### EXTRACTED MATERIAL

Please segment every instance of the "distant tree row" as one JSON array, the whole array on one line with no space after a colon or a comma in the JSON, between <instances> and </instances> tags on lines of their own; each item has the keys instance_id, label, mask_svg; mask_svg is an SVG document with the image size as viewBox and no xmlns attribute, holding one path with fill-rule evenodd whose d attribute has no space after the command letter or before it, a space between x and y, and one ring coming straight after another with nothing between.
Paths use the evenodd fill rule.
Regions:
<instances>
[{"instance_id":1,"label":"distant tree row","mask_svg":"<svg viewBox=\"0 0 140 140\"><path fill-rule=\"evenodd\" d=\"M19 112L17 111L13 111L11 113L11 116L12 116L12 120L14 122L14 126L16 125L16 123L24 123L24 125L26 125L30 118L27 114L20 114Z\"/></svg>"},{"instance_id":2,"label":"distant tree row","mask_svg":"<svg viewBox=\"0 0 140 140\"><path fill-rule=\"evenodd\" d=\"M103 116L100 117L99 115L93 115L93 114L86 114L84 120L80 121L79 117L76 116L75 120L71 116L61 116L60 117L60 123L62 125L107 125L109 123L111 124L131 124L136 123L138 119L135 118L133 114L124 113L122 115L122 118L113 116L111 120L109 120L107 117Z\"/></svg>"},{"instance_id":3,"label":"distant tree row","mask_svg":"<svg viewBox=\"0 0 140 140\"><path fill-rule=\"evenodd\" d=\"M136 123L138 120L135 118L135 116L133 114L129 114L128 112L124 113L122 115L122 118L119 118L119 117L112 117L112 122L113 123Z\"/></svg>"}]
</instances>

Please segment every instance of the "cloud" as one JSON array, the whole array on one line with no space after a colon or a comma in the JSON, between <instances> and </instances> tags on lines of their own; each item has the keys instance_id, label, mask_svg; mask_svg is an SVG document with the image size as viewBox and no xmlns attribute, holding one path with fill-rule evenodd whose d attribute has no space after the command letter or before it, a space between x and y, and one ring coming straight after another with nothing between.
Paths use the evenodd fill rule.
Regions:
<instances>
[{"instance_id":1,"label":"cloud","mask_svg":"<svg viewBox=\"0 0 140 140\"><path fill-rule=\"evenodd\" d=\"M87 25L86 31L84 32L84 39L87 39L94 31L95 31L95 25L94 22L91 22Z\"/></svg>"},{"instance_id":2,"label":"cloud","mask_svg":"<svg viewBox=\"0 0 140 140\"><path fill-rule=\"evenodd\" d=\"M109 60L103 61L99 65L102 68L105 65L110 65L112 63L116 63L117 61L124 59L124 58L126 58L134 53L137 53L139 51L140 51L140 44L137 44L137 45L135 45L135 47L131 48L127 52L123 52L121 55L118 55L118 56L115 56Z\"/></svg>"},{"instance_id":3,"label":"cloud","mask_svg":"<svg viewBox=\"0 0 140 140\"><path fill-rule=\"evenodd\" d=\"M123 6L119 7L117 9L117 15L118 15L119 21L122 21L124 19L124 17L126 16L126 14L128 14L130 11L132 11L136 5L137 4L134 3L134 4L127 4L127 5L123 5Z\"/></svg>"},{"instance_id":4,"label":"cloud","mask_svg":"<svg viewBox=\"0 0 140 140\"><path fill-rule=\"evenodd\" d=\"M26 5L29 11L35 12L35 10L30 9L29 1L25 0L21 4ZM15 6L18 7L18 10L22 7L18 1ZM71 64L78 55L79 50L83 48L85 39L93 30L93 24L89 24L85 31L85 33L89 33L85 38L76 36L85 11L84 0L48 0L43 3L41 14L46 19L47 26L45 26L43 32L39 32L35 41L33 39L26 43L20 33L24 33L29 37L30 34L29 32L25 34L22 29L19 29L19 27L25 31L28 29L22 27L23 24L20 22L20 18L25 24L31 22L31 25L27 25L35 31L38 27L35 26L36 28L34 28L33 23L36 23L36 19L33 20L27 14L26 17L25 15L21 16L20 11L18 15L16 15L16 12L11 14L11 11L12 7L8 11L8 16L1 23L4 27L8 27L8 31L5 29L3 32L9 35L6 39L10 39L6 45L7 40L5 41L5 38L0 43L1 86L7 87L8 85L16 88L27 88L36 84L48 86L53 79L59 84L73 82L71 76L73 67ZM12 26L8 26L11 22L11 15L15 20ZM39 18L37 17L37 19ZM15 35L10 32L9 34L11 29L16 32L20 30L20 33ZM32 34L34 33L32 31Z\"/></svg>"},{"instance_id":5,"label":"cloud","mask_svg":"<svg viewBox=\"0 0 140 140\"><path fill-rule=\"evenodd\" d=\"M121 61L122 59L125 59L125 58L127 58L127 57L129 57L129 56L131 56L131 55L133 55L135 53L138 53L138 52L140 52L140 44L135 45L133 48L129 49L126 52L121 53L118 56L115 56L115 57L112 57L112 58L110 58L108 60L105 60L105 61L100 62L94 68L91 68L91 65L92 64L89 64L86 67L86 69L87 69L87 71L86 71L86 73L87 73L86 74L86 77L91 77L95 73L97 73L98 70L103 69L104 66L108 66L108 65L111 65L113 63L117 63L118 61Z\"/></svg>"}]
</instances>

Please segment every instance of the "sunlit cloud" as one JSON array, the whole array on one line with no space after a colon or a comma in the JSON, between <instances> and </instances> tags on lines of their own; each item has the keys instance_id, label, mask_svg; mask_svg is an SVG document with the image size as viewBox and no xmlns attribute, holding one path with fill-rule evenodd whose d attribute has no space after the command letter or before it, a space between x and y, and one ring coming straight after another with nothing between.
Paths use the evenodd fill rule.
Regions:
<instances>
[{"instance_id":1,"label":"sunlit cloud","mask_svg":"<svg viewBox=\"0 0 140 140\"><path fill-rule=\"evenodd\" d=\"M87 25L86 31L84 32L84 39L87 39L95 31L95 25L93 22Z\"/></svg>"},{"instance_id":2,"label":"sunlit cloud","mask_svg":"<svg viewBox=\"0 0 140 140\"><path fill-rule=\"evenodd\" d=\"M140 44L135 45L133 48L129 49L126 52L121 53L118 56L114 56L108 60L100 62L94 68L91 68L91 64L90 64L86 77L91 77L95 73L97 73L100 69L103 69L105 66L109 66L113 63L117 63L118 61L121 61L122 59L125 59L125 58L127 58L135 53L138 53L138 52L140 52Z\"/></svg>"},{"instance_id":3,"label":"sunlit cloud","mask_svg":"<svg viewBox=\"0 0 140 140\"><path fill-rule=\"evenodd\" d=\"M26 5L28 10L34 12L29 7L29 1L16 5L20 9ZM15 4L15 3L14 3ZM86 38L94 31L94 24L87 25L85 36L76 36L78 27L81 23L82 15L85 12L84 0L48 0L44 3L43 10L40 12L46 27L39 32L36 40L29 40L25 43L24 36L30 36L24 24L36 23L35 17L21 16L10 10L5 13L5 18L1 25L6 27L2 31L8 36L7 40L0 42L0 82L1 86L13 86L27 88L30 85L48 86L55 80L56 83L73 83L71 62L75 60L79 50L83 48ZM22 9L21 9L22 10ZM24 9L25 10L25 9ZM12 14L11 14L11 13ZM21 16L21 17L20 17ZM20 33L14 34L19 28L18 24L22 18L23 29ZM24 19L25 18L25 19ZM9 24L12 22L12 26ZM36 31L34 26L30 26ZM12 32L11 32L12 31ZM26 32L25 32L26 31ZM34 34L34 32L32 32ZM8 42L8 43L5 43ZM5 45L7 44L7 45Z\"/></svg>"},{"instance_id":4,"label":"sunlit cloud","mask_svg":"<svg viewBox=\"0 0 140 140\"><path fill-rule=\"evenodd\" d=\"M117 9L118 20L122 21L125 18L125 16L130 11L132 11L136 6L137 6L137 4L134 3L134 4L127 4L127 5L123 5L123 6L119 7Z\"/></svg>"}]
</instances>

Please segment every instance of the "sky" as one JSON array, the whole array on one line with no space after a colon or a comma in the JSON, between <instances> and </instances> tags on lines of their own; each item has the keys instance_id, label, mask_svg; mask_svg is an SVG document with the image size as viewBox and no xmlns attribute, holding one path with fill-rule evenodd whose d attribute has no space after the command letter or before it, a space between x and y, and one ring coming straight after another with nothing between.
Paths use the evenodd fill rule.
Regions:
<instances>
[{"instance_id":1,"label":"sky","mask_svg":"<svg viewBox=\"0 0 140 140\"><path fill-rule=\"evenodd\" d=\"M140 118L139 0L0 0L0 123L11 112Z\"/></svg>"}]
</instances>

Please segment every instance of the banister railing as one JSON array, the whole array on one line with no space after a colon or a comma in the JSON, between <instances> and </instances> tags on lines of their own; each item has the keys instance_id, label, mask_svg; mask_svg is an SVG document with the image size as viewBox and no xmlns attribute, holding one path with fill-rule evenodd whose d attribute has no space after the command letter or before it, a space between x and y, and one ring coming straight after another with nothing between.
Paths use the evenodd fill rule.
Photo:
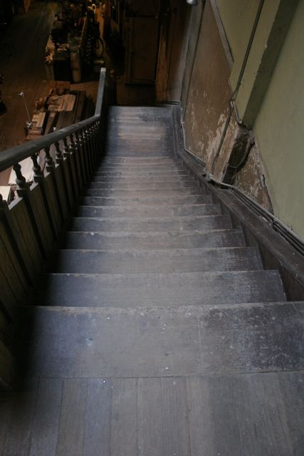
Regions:
<instances>
[{"instance_id":1,"label":"banister railing","mask_svg":"<svg viewBox=\"0 0 304 456\"><path fill-rule=\"evenodd\" d=\"M18 197L0 195L0 386L14 370L9 328L28 290L64 229L82 189L101 156L105 119L105 69L102 68L94 115L0 152L0 171L13 167ZM38 157L43 152L44 166ZM33 164L26 182L20 162Z\"/></svg>"}]
</instances>

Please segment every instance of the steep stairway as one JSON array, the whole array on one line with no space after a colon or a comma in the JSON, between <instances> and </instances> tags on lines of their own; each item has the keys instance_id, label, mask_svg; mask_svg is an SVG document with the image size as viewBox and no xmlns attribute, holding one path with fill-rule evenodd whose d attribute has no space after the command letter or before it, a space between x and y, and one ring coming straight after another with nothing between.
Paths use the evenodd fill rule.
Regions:
<instances>
[{"instance_id":1,"label":"steep stairway","mask_svg":"<svg viewBox=\"0 0 304 456\"><path fill-rule=\"evenodd\" d=\"M302 454L303 306L175 158L171 118L110 109L105 157L23 309L4 456Z\"/></svg>"}]
</instances>

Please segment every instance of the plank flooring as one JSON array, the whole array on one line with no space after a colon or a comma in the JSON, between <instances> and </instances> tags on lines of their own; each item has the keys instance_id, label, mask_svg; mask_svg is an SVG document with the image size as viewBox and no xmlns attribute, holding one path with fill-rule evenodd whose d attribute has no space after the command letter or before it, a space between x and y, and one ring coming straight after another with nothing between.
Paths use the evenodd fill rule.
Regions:
<instances>
[{"instance_id":1,"label":"plank flooring","mask_svg":"<svg viewBox=\"0 0 304 456\"><path fill-rule=\"evenodd\" d=\"M171 128L164 108L111 108L20 309L1 456L303 456L304 301L175 159Z\"/></svg>"}]
</instances>

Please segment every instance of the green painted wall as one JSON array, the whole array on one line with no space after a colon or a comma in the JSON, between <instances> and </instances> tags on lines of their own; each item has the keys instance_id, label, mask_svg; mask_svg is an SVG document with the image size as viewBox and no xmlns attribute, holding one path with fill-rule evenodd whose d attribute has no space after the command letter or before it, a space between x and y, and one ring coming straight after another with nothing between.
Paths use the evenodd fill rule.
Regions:
<instances>
[{"instance_id":1,"label":"green painted wall","mask_svg":"<svg viewBox=\"0 0 304 456\"><path fill-rule=\"evenodd\" d=\"M304 0L290 26L253 129L274 212L304 237Z\"/></svg>"},{"instance_id":2,"label":"green painted wall","mask_svg":"<svg viewBox=\"0 0 304 456\"><path fill-rule=\"evenodd\" d=\"M216 0L234 58L230 77L233 88L241 71L258 4L259 0Z\"/></svg>"}]
</instances>

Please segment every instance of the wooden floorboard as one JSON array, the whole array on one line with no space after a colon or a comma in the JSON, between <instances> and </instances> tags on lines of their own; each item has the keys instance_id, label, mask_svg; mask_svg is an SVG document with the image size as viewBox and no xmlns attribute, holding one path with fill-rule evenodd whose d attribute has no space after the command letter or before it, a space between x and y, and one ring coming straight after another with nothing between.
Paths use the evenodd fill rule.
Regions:
<instances>
[{"instance_id":1,"label":"wooden floorboard","mask_svg":"<svg viewBox=\"0 0 304 456\"><path fill-rule=\"evenodd\" d=\"M1 398L3 456L303 455L303 372L70 378L62 391L34 380L22 390Z\"/></svg>"}]
</instances>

######

## DO THIS
Look above for the line containing "Please segment every instance of the wooden", then transcribe it and all lines after it through the last, exactly and with nothing else.

## FINAL RESULT
Please segment every instance of the wooden floorboard as one JSON array, the whole array on one line with no space after a colon or a comma in the JSON, between <instances> and </instances> tags on lines of their own; each item has the keys instance_id, label, mask_svg; mask_svg is an SVG document with the image size as viewBox and no xmlns attribute, holding one path with fill-rule evenodd whose d attribute has no space after the command letter or before it, a space between x and y, and one ring coming straight after another with nothing between.
Paths use the evenodd fill rule.
Regions:
<instances>
[{"instance_id":1,"label":"wooden floorboard","mask_svg":"<svg viewBox=\"0 0 304 456\"><path fill-rule=\"evenodd\" d=\"M1 398L3 456L303 455L303 372L70 378L62 391L34 380L22 390Z\"/></svg>"}]
</instances>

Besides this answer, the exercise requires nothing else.